··· Study material ···

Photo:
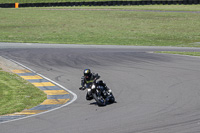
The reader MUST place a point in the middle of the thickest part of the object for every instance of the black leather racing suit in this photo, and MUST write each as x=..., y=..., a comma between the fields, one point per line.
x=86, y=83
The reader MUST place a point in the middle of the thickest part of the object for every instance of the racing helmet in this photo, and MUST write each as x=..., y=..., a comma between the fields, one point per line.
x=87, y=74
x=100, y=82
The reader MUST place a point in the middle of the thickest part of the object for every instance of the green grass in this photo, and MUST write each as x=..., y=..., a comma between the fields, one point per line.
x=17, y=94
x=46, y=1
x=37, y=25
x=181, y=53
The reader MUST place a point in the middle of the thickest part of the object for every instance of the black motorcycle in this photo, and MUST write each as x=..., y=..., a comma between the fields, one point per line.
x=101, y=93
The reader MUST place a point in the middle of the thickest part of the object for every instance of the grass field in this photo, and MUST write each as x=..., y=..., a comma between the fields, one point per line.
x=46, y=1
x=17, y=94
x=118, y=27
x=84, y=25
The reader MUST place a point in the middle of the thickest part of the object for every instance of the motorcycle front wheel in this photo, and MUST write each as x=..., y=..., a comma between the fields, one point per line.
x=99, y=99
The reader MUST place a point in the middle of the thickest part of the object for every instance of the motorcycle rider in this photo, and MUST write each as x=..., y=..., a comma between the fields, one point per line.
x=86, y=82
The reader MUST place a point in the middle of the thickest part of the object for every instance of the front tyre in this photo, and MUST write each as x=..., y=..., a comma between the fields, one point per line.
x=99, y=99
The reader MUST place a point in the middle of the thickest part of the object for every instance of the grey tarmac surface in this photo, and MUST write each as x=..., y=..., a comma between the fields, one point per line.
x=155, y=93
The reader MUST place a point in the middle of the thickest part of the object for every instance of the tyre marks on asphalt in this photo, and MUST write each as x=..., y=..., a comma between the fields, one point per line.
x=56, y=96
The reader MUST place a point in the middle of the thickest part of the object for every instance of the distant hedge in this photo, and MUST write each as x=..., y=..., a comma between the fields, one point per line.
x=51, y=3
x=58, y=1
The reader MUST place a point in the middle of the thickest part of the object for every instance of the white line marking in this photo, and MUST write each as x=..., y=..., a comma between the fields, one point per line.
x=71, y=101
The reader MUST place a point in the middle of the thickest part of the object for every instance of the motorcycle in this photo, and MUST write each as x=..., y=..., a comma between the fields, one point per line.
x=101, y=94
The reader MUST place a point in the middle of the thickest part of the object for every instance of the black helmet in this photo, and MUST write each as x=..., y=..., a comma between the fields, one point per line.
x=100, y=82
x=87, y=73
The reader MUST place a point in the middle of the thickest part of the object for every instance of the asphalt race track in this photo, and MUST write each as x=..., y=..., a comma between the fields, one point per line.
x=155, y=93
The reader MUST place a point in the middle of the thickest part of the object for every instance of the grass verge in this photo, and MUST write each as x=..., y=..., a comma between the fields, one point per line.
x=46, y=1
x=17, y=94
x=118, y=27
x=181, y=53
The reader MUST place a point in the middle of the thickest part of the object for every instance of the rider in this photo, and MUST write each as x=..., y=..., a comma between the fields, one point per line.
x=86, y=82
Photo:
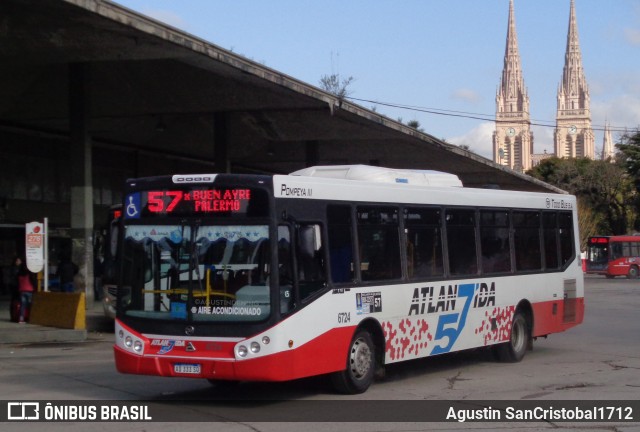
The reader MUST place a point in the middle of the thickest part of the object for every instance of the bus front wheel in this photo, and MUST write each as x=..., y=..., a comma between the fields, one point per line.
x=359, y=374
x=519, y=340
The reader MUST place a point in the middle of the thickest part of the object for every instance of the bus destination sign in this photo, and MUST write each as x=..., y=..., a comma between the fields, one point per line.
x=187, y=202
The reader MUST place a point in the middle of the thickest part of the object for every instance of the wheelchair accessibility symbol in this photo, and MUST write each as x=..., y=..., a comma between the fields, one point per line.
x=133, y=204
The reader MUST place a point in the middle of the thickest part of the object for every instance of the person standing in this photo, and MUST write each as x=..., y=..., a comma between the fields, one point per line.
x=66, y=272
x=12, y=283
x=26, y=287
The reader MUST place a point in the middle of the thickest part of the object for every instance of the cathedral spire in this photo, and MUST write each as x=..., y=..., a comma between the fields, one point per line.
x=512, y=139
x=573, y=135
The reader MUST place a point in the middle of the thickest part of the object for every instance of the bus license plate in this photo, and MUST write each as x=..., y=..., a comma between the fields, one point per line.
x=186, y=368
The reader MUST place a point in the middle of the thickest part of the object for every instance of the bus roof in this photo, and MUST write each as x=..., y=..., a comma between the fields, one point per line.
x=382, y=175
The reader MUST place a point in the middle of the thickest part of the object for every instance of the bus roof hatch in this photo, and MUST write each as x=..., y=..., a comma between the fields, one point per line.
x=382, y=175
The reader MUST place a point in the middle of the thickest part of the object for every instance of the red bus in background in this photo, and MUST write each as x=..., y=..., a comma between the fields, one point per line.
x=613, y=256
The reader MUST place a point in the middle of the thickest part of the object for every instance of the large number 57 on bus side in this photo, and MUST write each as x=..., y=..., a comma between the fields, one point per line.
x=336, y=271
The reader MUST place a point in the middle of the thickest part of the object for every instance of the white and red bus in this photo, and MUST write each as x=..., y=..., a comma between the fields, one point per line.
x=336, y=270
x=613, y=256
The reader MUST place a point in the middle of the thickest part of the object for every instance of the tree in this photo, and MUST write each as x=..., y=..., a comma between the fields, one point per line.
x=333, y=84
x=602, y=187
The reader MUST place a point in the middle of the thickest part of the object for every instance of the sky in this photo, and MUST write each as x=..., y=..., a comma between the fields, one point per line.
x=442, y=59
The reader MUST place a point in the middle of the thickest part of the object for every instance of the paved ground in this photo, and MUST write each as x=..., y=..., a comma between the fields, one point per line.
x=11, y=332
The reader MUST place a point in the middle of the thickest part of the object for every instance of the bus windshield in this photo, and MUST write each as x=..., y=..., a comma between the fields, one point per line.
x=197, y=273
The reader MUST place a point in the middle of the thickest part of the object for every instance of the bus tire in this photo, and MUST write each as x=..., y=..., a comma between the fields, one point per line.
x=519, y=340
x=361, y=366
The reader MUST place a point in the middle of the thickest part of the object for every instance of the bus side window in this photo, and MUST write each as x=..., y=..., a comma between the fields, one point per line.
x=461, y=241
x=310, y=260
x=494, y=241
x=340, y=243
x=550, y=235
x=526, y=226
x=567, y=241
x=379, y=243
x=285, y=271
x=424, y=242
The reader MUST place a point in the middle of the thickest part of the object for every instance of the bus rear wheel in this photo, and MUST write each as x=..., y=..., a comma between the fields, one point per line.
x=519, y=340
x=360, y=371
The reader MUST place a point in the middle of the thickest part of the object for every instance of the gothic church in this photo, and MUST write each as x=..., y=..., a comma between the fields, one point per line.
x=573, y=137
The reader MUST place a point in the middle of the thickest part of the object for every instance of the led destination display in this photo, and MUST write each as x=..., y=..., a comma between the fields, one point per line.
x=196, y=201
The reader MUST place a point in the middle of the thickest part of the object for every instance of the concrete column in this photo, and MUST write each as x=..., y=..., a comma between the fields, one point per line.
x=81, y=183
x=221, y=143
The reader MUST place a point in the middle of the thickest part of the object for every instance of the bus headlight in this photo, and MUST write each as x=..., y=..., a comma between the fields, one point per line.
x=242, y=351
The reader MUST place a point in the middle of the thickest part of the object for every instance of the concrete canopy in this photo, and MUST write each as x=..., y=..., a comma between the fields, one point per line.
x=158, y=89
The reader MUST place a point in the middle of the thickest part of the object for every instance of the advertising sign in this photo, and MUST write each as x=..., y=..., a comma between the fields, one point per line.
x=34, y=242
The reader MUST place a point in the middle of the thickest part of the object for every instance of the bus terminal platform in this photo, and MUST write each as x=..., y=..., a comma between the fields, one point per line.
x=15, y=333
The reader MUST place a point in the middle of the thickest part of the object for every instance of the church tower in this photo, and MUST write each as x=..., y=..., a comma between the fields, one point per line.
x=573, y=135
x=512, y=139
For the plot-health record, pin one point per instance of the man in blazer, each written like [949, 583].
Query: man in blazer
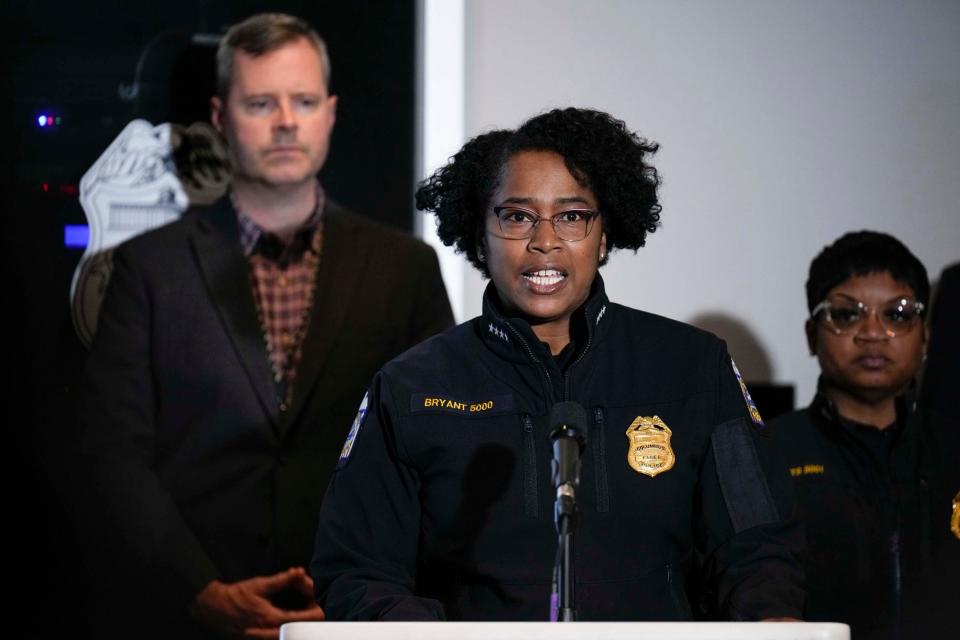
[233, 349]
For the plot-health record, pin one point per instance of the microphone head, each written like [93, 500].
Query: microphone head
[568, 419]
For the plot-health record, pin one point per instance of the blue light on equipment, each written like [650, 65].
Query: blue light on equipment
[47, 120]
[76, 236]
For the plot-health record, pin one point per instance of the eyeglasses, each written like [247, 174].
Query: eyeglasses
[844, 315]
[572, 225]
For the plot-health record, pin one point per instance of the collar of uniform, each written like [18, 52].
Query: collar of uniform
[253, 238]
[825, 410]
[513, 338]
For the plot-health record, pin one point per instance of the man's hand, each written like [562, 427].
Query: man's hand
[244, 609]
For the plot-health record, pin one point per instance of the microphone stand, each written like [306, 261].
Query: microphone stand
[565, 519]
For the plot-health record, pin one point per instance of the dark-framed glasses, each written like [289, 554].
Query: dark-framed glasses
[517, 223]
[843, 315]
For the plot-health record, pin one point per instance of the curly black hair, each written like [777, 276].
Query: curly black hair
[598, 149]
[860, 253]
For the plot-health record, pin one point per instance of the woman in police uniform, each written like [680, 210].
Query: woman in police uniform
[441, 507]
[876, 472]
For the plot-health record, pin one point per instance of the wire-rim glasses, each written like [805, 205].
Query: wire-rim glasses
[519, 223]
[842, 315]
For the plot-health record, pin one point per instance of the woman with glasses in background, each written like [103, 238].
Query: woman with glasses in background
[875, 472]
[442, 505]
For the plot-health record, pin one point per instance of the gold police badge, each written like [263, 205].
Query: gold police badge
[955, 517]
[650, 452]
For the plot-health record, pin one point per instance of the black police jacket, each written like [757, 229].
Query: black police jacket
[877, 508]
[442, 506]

···
··· Study material ···

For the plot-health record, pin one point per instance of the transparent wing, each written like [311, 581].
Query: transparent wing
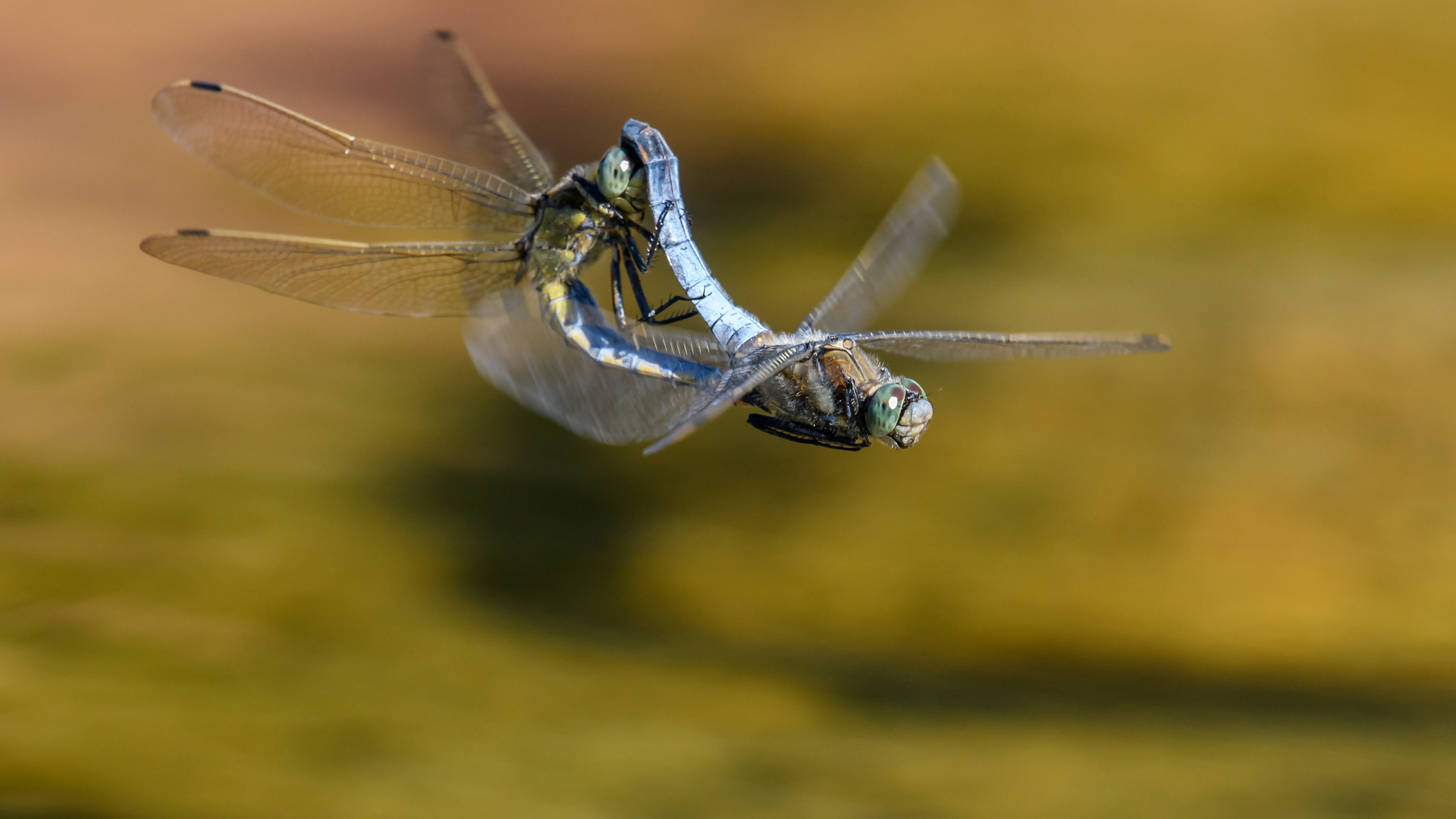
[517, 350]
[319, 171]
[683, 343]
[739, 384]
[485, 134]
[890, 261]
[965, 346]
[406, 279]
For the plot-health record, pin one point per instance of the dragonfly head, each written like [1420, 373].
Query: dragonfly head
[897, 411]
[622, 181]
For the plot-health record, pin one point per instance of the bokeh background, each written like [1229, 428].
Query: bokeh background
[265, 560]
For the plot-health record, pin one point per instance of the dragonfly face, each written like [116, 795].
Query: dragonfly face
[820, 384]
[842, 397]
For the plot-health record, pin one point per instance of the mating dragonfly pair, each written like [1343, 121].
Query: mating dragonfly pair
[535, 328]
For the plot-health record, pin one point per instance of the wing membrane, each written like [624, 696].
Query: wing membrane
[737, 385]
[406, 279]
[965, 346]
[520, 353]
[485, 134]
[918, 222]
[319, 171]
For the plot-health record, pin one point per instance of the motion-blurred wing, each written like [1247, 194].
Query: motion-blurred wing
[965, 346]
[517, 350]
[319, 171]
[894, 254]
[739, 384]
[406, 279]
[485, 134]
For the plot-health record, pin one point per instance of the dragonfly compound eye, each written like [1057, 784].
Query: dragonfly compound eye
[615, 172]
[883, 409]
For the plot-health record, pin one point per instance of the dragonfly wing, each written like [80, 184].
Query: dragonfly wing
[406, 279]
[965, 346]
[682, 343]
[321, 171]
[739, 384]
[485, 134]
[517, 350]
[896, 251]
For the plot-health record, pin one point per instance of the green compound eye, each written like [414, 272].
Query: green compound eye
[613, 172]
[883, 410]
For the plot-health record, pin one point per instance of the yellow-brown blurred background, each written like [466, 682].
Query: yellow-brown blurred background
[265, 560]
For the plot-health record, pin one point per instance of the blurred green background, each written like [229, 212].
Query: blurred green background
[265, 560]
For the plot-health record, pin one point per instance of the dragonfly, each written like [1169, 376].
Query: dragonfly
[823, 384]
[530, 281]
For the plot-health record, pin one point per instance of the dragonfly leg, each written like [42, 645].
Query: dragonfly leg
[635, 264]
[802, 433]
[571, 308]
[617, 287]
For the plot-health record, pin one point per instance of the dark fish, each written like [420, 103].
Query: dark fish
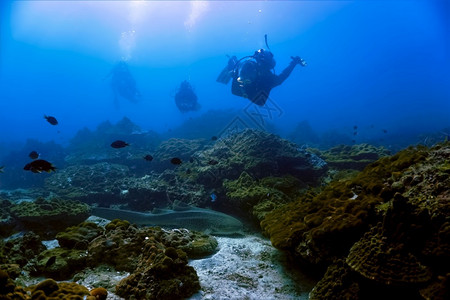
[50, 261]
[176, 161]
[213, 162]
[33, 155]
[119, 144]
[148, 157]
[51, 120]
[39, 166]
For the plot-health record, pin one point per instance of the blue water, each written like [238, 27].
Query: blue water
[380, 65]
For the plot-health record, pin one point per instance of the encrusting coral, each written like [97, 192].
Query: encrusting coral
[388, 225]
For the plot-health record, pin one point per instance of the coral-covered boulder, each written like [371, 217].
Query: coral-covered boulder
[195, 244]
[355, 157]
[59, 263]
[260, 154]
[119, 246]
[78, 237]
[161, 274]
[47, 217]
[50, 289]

···
··· Study material ···

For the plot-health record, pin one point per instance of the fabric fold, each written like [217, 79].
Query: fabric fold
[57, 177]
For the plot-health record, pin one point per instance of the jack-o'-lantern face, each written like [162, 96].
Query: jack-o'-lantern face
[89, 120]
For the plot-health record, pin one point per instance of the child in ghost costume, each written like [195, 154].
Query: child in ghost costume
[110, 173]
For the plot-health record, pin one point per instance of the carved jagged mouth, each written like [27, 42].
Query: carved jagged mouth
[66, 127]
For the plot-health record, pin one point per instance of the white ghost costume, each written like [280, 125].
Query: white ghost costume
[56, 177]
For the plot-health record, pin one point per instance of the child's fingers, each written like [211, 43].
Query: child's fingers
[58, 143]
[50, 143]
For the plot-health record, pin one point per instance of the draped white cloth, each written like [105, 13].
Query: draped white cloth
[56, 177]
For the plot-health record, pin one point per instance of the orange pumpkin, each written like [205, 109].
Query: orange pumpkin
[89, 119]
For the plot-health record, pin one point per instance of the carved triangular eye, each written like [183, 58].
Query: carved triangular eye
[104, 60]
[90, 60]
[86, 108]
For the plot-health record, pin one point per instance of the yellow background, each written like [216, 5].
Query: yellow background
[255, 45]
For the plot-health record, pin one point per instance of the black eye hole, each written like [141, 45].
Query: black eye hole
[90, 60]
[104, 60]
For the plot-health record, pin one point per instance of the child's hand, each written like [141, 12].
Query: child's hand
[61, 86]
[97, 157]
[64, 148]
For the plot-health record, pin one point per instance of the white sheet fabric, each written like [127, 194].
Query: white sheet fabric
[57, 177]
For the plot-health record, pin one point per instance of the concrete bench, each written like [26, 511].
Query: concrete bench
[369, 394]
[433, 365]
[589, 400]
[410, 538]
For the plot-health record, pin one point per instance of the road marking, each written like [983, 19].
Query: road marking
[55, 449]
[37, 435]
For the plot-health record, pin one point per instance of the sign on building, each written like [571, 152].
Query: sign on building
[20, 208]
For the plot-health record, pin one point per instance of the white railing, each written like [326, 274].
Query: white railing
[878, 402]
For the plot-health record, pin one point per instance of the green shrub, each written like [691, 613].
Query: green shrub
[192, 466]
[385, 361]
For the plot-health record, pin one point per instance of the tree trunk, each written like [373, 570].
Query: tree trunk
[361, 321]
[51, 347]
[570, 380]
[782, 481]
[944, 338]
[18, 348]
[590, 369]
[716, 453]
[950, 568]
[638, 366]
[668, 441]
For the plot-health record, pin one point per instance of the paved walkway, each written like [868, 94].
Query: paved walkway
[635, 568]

···

Exercise details:
Taking the line with "Query: motion-blurred wing" as the first and the line with "like [414, 272]." as the last, retype that stretch of the data above exactly, with no other lines.

Output below:
Query: motion-blurred wing
[965, 346]
[517, 350]
[319, 171]
[894, 254]
[739, 384]
[406, 279]
[485, 134]
For the plot-health record, pin one point per instance of the dragonfly compound eye, each written like [1057, 784].
Query: dragonfly compound eye
[615, 172]
[883, 409]
For the plot-health record, pin one point per instance of the dragonfly wing, each written like [80, 184].
Query: dragonfly wing
[406, 279]
[965, 346]
[682, 343]
[321, 171]
[739, 384]
[485, 134]
[517, 350]
[896, 251]
For the plot-health record, pin one point per instance of the green compound eye, each written like [414, 272].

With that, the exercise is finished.